▶ WORK TO BE COMPLETED
Recast the material below as a JSON list of strings with one string per line, skipping blank lines and leaving the pictures out.

▶ ENTRIES
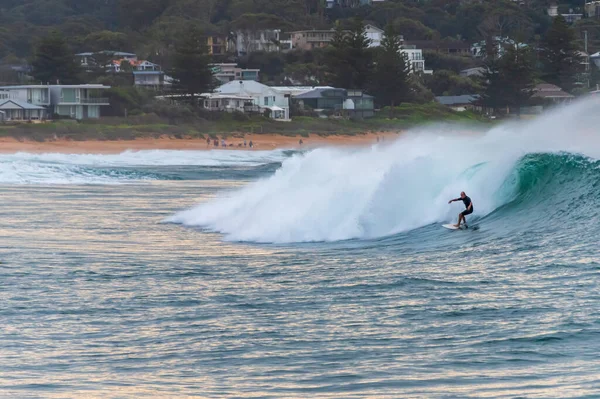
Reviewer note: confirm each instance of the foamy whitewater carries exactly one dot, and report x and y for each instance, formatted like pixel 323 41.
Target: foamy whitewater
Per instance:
pixel 317 274
pixel 129 166
pixel 332 194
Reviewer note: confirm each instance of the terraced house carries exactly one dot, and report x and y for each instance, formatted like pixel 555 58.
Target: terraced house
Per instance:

▶ RESULT
[
  "Reviewer note: confirm each instance of the foamy whitewater carries exactly one dot, and report x and y for each instance, formatted like pixel 323 41.",
  "Target: foamy whitewater",
  "Per instance:",
  "pixel 317 274",
  "pixel 129 166",
  "pixel 332 194",
  "Reviewer note: confirm each instance of the terraced house carries exactly one dot, and report x and y for each instance, formatted like pixel 555 58.",
  "Target: terraced house",
  "Per instance:"
]